WHAT IS NEEDED: Filter the data below down to the lines that contain the string "clump". Case counts when matching.

DATASET CONTENT:

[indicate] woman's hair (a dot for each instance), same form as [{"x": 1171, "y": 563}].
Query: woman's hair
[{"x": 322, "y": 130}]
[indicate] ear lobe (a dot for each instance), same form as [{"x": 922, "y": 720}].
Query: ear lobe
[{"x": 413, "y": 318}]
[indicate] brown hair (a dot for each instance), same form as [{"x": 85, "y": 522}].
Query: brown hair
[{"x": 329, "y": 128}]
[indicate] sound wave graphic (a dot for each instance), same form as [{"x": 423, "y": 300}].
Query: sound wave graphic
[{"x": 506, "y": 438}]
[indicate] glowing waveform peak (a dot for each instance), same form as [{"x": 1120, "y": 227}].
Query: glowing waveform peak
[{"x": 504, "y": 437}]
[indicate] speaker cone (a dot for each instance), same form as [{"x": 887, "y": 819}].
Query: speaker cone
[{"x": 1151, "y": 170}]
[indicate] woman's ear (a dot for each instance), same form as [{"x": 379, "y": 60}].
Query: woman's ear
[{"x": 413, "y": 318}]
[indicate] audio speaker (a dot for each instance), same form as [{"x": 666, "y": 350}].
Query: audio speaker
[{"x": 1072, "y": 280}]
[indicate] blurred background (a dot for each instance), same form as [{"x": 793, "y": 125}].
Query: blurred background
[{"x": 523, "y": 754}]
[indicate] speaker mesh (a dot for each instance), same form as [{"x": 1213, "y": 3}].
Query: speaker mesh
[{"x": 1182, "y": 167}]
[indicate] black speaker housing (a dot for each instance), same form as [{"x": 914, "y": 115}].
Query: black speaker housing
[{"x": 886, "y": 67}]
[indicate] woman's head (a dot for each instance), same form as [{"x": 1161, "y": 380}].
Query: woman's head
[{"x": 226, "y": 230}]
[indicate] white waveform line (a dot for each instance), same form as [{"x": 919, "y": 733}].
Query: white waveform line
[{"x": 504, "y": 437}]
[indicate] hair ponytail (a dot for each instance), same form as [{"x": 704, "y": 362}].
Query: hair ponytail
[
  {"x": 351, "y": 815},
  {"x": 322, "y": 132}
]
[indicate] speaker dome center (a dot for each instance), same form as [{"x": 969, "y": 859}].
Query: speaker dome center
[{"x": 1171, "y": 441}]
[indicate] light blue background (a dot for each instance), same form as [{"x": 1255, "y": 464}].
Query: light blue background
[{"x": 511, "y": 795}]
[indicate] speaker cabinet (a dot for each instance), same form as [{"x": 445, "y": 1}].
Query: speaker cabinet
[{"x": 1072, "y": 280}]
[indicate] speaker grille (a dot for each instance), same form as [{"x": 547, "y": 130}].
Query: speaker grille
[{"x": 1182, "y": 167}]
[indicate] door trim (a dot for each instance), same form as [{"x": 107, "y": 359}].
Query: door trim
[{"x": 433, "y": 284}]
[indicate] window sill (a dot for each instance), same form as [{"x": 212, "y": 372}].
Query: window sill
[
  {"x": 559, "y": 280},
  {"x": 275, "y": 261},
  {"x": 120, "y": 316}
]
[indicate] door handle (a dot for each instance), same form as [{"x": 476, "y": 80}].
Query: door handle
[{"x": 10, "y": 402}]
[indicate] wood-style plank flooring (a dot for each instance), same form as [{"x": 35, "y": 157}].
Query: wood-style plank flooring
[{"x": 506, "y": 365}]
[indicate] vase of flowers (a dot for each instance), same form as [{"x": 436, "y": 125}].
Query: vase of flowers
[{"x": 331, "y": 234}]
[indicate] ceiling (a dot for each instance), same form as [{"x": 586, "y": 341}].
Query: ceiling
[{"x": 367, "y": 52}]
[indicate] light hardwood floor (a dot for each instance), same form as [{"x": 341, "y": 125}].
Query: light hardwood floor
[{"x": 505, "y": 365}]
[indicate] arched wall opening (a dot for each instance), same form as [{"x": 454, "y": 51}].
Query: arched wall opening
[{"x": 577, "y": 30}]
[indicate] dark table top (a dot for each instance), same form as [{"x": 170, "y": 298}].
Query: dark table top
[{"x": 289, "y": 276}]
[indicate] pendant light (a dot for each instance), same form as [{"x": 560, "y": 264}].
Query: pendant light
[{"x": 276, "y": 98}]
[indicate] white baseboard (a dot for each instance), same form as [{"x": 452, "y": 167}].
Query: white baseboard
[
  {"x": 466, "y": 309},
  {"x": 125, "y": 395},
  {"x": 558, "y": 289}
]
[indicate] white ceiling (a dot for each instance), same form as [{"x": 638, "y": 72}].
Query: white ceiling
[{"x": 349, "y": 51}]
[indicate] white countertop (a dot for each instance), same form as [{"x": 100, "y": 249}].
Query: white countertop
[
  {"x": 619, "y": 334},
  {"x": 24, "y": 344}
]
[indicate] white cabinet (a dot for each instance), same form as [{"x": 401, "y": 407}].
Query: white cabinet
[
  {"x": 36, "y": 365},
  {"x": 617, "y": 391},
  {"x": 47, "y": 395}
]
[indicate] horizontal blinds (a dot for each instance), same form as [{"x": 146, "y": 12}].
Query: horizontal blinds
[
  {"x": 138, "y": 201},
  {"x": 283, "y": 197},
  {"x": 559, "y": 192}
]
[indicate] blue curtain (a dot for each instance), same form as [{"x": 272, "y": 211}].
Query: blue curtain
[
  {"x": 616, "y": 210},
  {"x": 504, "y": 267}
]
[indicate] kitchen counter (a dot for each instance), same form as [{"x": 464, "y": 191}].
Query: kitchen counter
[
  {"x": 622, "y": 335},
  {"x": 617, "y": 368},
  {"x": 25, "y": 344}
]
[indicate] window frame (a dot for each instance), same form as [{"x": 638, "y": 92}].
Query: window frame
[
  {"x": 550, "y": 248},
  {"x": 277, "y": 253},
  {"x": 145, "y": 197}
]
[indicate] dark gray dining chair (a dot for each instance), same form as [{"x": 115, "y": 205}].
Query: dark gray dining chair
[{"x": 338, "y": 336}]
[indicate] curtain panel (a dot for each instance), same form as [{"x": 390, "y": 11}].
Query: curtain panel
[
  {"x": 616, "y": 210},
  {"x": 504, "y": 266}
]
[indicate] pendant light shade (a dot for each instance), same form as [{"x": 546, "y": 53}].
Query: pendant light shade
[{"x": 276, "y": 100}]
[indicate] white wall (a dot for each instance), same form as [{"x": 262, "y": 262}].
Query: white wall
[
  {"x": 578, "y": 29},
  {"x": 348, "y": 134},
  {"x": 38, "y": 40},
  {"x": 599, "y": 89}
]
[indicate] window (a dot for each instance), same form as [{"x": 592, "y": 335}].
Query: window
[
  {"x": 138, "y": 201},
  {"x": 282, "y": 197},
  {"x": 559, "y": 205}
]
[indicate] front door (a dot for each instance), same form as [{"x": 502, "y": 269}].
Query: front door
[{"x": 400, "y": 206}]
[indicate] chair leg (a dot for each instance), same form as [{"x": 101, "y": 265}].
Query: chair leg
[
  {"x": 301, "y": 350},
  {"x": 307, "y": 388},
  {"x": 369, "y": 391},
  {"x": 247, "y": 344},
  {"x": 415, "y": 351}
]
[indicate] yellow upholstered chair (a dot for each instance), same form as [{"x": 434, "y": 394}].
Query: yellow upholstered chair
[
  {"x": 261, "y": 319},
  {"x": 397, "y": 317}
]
---
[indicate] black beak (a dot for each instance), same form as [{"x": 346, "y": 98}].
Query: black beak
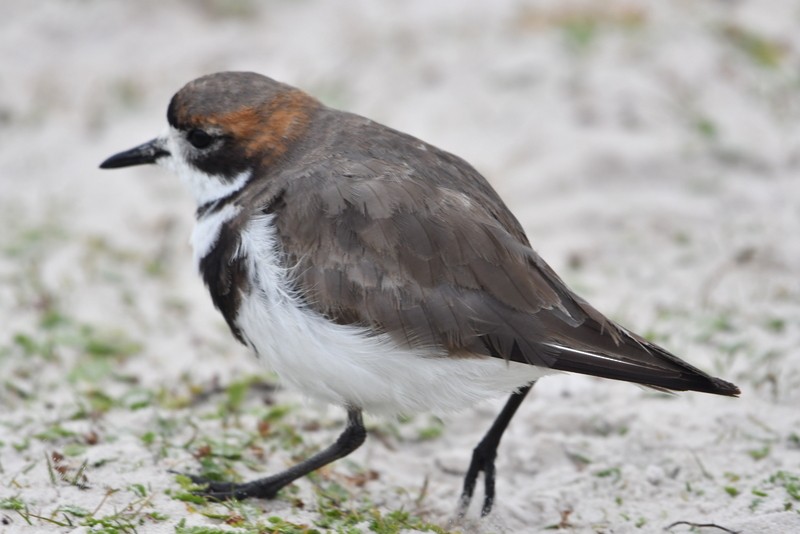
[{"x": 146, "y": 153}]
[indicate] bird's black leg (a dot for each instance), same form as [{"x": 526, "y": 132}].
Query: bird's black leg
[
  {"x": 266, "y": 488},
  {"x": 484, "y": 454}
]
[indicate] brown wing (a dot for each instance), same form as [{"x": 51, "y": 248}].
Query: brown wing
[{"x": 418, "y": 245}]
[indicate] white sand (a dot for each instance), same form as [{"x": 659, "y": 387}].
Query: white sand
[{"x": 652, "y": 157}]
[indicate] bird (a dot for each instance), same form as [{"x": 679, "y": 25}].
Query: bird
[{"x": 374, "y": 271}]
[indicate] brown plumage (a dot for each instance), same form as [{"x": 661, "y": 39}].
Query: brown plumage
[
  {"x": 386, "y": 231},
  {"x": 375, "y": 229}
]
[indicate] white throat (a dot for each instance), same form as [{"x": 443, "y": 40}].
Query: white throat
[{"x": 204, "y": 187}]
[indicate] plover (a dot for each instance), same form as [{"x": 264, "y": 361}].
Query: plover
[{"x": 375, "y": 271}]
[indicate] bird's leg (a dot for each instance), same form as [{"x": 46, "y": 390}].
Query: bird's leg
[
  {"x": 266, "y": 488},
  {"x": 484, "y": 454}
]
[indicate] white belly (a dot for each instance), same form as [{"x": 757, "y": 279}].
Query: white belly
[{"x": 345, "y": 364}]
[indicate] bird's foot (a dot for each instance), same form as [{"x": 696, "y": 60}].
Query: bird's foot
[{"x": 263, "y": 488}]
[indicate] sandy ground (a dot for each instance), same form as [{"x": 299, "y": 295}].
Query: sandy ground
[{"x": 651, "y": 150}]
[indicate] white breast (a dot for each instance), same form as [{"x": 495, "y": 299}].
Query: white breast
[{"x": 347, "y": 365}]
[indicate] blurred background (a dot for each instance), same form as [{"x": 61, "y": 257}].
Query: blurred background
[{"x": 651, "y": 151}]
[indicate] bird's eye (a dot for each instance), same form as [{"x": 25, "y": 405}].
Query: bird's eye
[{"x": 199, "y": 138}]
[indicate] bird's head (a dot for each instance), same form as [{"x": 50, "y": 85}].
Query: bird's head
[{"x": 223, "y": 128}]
...
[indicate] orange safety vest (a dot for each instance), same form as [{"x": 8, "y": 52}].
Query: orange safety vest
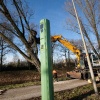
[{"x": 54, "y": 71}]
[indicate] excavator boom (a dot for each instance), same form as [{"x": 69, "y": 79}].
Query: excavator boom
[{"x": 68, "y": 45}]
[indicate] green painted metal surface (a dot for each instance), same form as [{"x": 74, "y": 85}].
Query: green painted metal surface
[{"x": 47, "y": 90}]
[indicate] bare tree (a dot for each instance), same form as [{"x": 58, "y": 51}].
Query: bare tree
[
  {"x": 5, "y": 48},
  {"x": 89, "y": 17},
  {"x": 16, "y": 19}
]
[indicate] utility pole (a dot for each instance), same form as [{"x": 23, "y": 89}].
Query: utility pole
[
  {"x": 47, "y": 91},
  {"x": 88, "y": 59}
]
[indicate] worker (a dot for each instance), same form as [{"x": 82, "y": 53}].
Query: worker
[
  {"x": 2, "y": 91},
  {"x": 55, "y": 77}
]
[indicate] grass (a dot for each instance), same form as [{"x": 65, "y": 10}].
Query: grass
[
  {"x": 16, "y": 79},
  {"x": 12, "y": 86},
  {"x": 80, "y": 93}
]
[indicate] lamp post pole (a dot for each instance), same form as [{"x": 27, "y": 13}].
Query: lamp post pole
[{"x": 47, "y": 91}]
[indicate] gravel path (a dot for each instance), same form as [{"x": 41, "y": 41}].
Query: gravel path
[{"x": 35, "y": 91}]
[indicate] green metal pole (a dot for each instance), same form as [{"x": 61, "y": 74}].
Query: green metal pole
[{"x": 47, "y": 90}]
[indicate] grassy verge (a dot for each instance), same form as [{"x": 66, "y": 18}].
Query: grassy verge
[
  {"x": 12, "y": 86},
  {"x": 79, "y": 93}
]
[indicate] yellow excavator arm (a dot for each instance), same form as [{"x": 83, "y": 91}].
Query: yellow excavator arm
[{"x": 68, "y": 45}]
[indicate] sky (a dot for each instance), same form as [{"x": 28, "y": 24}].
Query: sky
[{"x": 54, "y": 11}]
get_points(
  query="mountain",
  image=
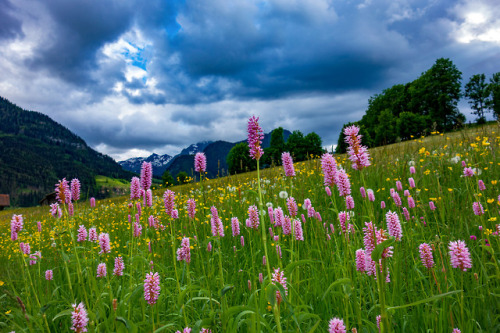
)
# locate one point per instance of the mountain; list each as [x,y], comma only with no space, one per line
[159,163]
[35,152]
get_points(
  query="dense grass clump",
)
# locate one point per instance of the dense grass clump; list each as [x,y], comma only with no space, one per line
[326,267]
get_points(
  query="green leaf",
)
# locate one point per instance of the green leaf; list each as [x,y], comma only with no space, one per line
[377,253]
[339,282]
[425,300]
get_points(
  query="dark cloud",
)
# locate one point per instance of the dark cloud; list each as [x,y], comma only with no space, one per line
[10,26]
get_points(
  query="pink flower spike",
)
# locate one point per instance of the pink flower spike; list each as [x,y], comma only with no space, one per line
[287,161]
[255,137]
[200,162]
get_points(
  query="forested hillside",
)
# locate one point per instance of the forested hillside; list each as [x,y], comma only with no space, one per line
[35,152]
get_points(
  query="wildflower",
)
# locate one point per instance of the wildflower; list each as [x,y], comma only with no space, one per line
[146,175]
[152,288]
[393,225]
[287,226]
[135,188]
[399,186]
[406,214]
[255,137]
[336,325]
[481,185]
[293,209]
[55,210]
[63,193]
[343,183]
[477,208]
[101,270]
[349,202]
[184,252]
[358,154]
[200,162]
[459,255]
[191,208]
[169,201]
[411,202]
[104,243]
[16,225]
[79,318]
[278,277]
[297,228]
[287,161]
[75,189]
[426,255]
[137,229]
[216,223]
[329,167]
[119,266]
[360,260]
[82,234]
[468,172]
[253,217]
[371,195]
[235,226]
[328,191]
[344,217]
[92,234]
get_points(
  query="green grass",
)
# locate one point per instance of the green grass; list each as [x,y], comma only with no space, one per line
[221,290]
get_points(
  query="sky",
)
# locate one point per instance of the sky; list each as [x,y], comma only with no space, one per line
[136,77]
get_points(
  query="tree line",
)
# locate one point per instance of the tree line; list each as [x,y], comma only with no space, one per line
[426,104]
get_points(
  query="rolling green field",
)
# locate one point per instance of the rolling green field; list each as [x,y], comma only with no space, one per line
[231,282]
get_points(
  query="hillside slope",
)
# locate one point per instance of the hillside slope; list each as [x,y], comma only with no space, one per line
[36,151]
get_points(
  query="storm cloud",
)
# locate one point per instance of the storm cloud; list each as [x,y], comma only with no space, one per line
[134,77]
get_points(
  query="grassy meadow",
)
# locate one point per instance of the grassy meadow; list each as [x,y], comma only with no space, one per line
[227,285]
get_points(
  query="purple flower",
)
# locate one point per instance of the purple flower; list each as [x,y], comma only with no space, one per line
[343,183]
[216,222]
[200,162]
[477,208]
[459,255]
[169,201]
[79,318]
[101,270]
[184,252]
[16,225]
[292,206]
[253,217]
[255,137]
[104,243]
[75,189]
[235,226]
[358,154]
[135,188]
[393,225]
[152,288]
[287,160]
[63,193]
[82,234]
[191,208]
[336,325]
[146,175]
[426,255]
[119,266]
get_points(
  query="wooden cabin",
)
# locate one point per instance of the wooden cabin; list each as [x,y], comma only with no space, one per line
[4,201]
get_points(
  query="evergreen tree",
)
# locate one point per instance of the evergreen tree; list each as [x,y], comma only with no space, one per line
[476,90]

EXERCISE RESPONSE:
  query="dense grass clump",
# locate one point per instance of the dense grass clump; list each as [x,y], comma only with no space, one per line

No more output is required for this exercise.